Problem statement>
Transcribe the records that follow. Keep every word exactly, and drop the pictures.

Records for this exercise>

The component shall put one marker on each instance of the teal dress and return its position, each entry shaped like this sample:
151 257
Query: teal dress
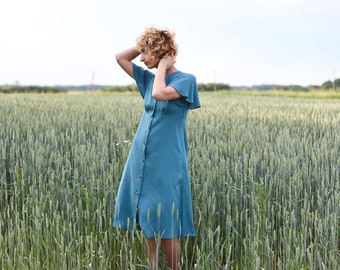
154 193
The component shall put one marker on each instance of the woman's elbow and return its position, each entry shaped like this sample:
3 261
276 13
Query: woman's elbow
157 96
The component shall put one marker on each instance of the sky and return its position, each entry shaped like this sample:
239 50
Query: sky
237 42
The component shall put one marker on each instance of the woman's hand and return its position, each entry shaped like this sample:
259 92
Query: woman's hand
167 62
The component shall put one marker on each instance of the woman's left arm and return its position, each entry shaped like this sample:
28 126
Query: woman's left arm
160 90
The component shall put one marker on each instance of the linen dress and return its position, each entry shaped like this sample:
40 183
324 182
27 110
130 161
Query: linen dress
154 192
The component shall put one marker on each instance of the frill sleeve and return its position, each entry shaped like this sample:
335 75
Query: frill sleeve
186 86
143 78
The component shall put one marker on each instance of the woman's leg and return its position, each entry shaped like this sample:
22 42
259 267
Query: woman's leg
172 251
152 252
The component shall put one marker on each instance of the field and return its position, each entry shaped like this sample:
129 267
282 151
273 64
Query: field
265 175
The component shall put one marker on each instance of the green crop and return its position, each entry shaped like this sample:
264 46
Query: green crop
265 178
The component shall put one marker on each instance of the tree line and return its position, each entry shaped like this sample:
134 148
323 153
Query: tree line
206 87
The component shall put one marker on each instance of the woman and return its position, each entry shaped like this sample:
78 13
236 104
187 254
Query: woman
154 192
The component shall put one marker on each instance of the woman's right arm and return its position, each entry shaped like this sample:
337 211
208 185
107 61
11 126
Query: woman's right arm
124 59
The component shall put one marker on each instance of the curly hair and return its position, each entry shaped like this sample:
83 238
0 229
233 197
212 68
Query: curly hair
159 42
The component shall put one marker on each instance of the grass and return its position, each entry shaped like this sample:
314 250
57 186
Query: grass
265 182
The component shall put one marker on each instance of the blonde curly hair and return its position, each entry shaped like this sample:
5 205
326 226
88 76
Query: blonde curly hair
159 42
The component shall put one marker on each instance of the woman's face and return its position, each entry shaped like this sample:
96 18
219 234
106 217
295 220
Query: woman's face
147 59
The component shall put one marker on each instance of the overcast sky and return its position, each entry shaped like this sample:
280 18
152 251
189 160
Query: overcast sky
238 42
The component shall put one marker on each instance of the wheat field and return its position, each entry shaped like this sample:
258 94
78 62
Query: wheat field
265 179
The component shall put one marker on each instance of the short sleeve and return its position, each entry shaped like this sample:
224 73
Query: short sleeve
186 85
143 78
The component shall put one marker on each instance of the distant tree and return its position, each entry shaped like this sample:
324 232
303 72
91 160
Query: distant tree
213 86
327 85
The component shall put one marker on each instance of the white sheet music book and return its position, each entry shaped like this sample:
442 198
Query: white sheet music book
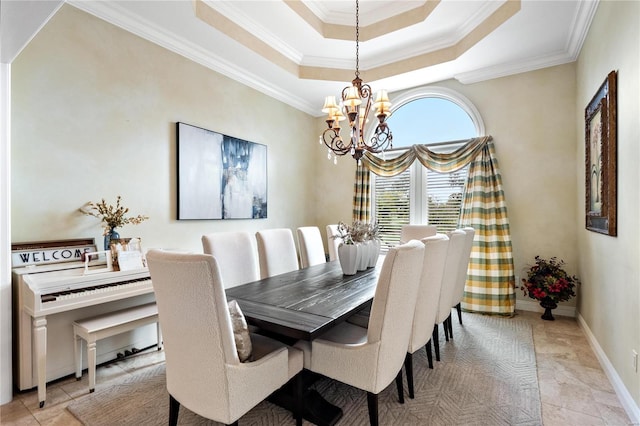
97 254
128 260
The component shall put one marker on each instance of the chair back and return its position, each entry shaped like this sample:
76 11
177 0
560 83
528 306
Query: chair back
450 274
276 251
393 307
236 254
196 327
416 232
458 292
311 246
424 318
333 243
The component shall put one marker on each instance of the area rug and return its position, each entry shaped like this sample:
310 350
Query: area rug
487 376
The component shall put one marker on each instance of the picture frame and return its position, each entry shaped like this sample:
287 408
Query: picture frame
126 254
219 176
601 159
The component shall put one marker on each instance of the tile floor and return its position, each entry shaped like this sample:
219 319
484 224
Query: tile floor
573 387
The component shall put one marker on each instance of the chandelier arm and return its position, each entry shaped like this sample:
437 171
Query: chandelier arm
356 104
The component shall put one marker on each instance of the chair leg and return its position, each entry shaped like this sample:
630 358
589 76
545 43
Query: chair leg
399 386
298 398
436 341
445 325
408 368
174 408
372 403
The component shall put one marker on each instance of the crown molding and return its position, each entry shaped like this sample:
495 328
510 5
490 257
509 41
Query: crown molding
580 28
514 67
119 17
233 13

Response to this task>
The component shall put one marker on each instance of the teal dress and return its position, each entry shaped like this sample:
151 257
Query: teal dress
154 193
The component shall put one marker on each instance of the woman's elbow and return its position, each entry shaped like this sample:
3 261
276 13
Query: woman's elbow
157 96
The component shall put one marker on each instance of the sky and return its position, each entry shaped like this sample:
239 50
Query: sky
237 42
The component shall put one marker on each instance of the woman's hand and return its position, each entry shaped like this sample:
259 92
Query: woman's hand
167 62
The component shall put one marker on each instance of the woman's left arm and return its position, each entry shaped like this sample:
28 126
Query: woman's left arm
160 90
The component shall put one marker on each instance of the linen dress and return its position, each entry shaped like this sample:
40 183
324 182
27 110
130 161
Query: linen dress
154 192
The component shall put one marker on each instance of the frill sleeve and return its position, each entry shaped like this sample:
335 75
Query: frill sleeve
186 86
143 78
The component shall put one marker on each instance of the woman's leg and return its position, each entry shaped like this sample:
22 42
259 267
Query: woman's leg
172 251
152 252
The component shall put one marker on each instance of the field and return its position, each entry shaped like this sample:
129 267
282 151
273 64
Query: field
265 175
The component shall put one marker on each instance of the green crop and return its position, each entry shaped like this sample:
264 46
Query: green crop
265 178
The component shall put one marker on each instance of the tree line and return its position, each entry shaped like this sample:
134 148
323 153
Query: tree line
206 87
The component shall put one marker on each instance of the woman and return its position, each entry shaped like this sample:
78 13
236 104
187 254
Query: woman
154 192
The component shall put one marker on each instance of the woman's right arm and return its position, each entry shaped like this sample:
337 211
208 185
107 61
11 126
Query: woman's right arm
124 59
The component shall put one marker on each instance of the curly hair and return its position, each entry shaped like this sample:
83 238
0 229
233 197
212 68
Query: curly hair
159 42
The component shall put one marker on each instance of the grass and return its position, each entry shaped like this sample:
314 250
57 186
Query: grass
265 182
The component shall put one marker on each instance of the blonde curly hair and return its position, each entry shaped like this sample:
5 205
326 226
88 76
Query: blonde curly hair
159 42
The component shall put one marker on each instance of the woman's face and return its position, each entry shaped like this sample:
96 18
219 234
106 217
295 220
Query: woman's face
147 59
The component shall put one marker on each instance of the overcast sky and return its position, each entry shaped like this sample:
280 18
152 251
189 160
Query: overcast sky
238 42
The component shall put one marker on each instance of the wheat field and return its position, each entry shaped like this sample:
258 94
78 62
Query: wheat field
265 179
The component shall put one marker on each instance of the short sleeve and return its position, each entry shaped like this sample:
224 73
Query: short sleeve
186 85
143 78
The component shall put one marker on each instance of the distant tree and return its position, each entry shaped like this sample:
324 232
303 72
91 160
Query: distant tree
213 86
327 85
The component shall put one marker on each instance of the white sheet music book and return its position, each entry shaped like this sample:
442 198
Query: white sheet music book
97 254
128 260
The component shall put one marker on each instance of the chair back and return its position, each entry shaped like this sample:
76 11
177 0
560 83
528 306
Query: chair back
450 274
276 251
393 307
236 254
196 327
416 232
458 292
311 246
424 318
333 243
The component shall put one marker on each instance of the area rug and return its position, each entry shaped like this sample:
310 350
Query: area rug
487 376
The component shall put one marker on each instance of the picture frame and return its position, each entry shaped like this sample:
287 408
Query: picture frame
126 254
219 176
601 159
The component shall put one marker on each instance of the tile floor and return its position, each entry shaped like this sample:
219 319
484 224
Query: tile floor
573 387
The component shall put one marker on each instance of the chandelier arm and return its position, each entry shaped like this sample:
437 171
Query: chandelier arm
356 104
The component shall put one marker on each instance of the chair leg and return its position, each entry shaped like this sample:
630 358
589 76
545 43
Query: chair leg
399 386
298 398
436 341
445 325
408 368
174 408
372 403
The component shall put one marker on each instance of the crown molding and return its position, each entry shaped like this sample:
495 328
510 5
490 257
509 41
Query: crown molding
580 28
514 67
119 17
233 13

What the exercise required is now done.